What is required
Write out everything from the start of the records down to the line containing "479L512 466H468L435 495L443" as a numbered list, skipping blank lines. Leave the pictures out.

--- START ---

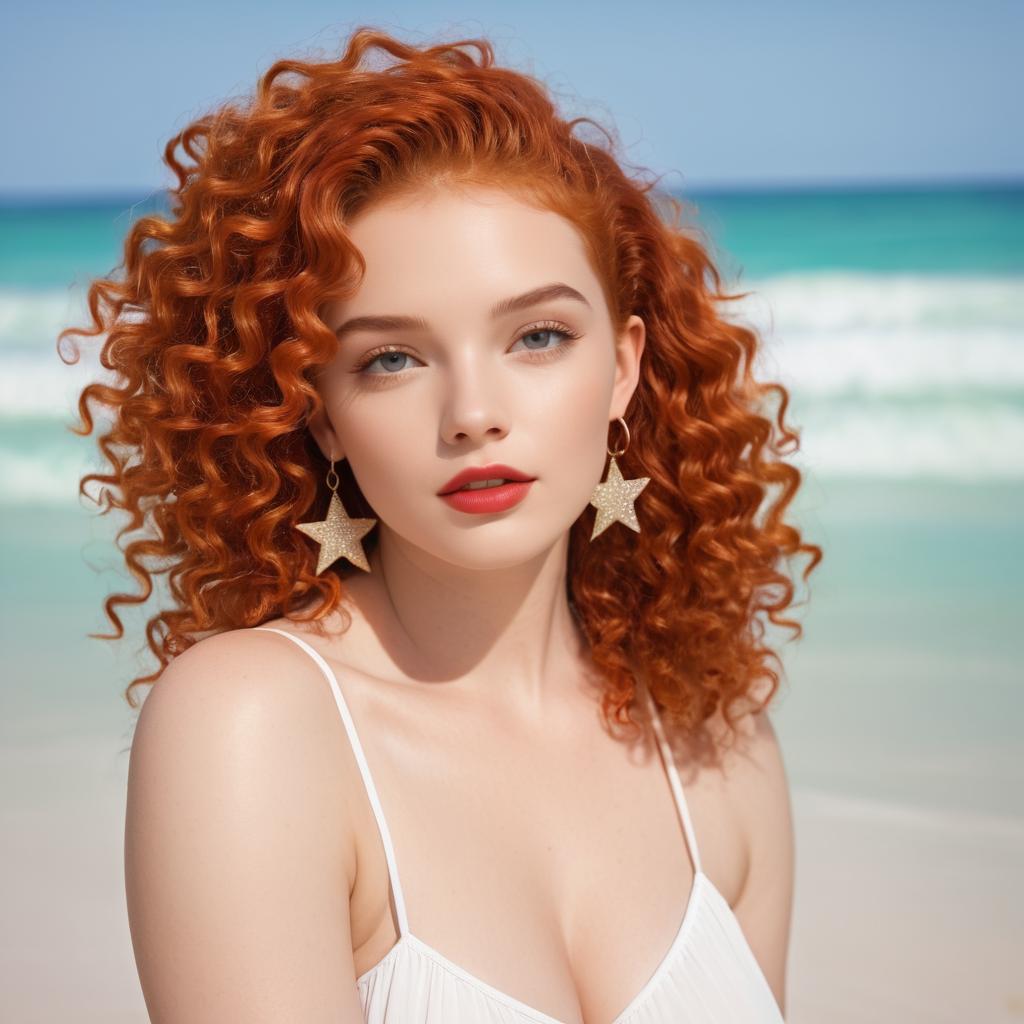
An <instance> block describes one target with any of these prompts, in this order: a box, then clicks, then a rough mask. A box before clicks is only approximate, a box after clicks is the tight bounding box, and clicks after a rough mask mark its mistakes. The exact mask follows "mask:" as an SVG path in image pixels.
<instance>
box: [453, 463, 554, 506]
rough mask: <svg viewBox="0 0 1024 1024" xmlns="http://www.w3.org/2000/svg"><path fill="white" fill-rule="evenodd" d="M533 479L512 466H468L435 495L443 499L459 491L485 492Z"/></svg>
mask: <svg viewBox="0 0 1024 1024" xmlns="http://www.w3.org/2000/svg"><path fill="white" fill-rule="evenodd" d="M534 479H535V477H532V476H529V475H528V474H526V473H523V472H520V471H519V470H518V469H515V468H514V467H513V466H504V465H502V464H500V463H498V464H495V465H492V466H470V467H469V468H467V469H464V470H462V471H461V472H459V473H456V475H455V476H453V477H452V479H451V480H449V481H447V483H445V484H444V486H443V487H441V489H440V490H438V492H437V495H438V497H440V498H444V497H445V496H447V495H454V494H456V493H457V492H460V490H486V489H487V488H489V487H501V486H505V485H507V484H509V483H528V482H530V481H531V480H534Z"/></svg>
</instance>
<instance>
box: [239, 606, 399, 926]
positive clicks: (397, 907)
mask: <svg viewBox="0 0 1024 1024" xmlns="http://www.w3.org/2000/svg"><path fill="white" fill-rule="evenodd" d="M253 628H254V629H257V630H261V631H263V632H264V633H280V634H281V635H282V636H283V637H288V639H289V640H291V641H293V642H294V643H297V644H298V645H299V646H300V647H301V648H302V649H303V650H304V651H305V652H306V653H307V654H308V655H309V656H310V657H311V658H312V659H313V660H314V662H315V663H316V665H317V666H318V667H319V670H321V672H323V673H324V675H325V676H326V677H327V681H328V682H329V683H330V684H331V692H332V693H333V694H334V699H335V702H336V703H337V705H338V711H339V712H341V720H342V722H343V723H344V724H345V731H346V732H347V733H348V741H349V743H351V746H352V753H353V754H354V755H355V762H356V764H357V765H358V766H359V774H360V775H361V776H362V784H364V785H365V786H366V788H367V796H368V797H369V798H370V806H371V807H372V808H373V811H374V817H375V818H376V819H377V828H378V830H379V831H380V834H381V842H382V843H383V844H384V855H385V856H386V857H387V869H388V874H389V877H390V879H391V891H392V892H393V893H394V908H395V913H396V914H397V916H398V935H399V938H401V937H403V936H404V935H406V933H407V932H408V931H409V919H408V918H407V915H406V898H404V896H403V895H402V892H401V883H400V882H399V881H398V865H397V863H396V862H395V856H394V844H393V843H392V842H391V833H390V829H389V828H388V826H387V821H386V820H385V818H384V809H383V807H381V801H380V797H379V796H378V795H377V786H376V785H374V779H373V775H372V774H371V773H370V765H369V764H368V763H367V756H366V754H364V752H362V744H361V743H360V742H359V737H358V734H357V733H356V731H355V723H354V722H353V721H352V715H351V713H350V712H349V710H348V705H347V703H346V702H345V698H344V696H343V695H342V692H341V686H339V684H338V678H337V676H335V674H334V672H333V671H332V669H331V667H330V666H329V665H328V664H327V662H326V660H324V658H323V657H322V656H321V655H319V654H318V653H317V652H316V651H315V650H313V648H312V647H311V646H310V645H309V644H308V643H306V641H305V640H303V639H301V638H300V637H297V636H295V634H294V633H288V632H286V631H285V630H278V629H274V628H273V627H272V626H256V627H253Z"/></svg>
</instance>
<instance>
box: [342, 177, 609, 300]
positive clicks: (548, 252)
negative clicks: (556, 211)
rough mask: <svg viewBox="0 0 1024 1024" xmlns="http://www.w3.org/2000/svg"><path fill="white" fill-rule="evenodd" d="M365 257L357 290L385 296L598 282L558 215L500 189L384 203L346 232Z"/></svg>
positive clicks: (376, 205)
mask: <svg viewBox="0 0 1024 1024" xmlns="http://www.w3.org/2000/svg"><path fill="white" fill-rule="evenodd" d="M348 229H349V237H350V239H351V241H352V243H353V244H354V245H355V247H356V248H357V249H358V250H359V252H360V253H361V254H362V257H364V260H365V261H366V274H365V278H364V282H362V288H361V289H360V291H362V290H364V289H369V290H375V289H376V288H377V287H379V286H380V285H382V284H384V283H386V284H387V286H388V288H389V291H392V292H393V291H394V290H395V289H396V288H397V289H400V290H402V291H404V290H406V289H407V288H408V287H415V284H416V280H421V281H422V280H429V281H430V282H432V283H433V284H434V286H435V287H437V286H439V285H440V284H441V283H442V282H446V281H450V280H451V279H453V278H456V279H457V280H460V281H462V282H463V283H464V284H466V283H477V284H479V285H480V286H481V287H486V286H488V285H492V284H493V285H494V286H495V287H497V288H499V290H500V291H502V292H503V294H504V292H505V291H507V289H508V286H509V283H510V279H514V280H515V282H516V283H519V282H520V281H522V279H523V278H526V279H528V280H527V281H526V286H527V287H528V286H529V285H530V284H534V285H536V284H538V283H541V282H545V281H549V280H565V279H566V278H572V276H574V278H575V281H572V282H571V284H573V285H575V286H577V287H581V286H586V287H587V288H592V287H593V286H594V285H595V284H596V279H595V276H594V274H593V271H592V269H591V267H590V264H589V261H588V257H587V249H586V246H585V243H584V240H583V238H582V236H581V234H580V232H579V231H578V229H577V227H575V226H574V225H573V224H572V223H571V222H570V221H568V220H566V219H565V218H564V217H562V216H561V215H560V214H557V213H555V212H553V211H551V210H546V209H541V208H538V207H537V206H534V205H530V204H529V203H526V202H524V201H523V200H522V199H519V198H517V197H516V196H513V195H511V194H510V193H507V191H503V190H501V189H498V188H487V187H483V186H475V185H474V186H465V185H463V186H459V187H443V188H440V187H438V188H430V189H423V190H421V191H416V193H411V194H409V195H403V196H401V197H398V198H394V199H389V200H387V201H384V202H380V203H378V204H375V205H371V206H370V207H368V208H367V209H366V210H364V211H360V213H359V214H358V215H357V216H356V217H355V218H353V219H352V221H351V222H350V223H349V225H348Z"/></svg>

--- END ---

Response for this exercise
1. An <instance> block describes one target with any of these prompts, in this order: a box, then clicks, then a rough mask. A box before clicks is only approximate, a box after clicks is the tight bounding box, and clicks after a rough mask mark its mistakes. The exact mask follows "mask:" as an SVG path in image pixels.
2. <instance>
3. box: [453, 463, 554, 506]
4. rough mask: <svg viewBox="0 0 1024 1024" xmlns="http://www.w3.org/2000/svg"><path fill="white" fill-rule="evenodd" d="M533 479L512 466H468L435 495L443 499L459 491L485 492Z"/></svg>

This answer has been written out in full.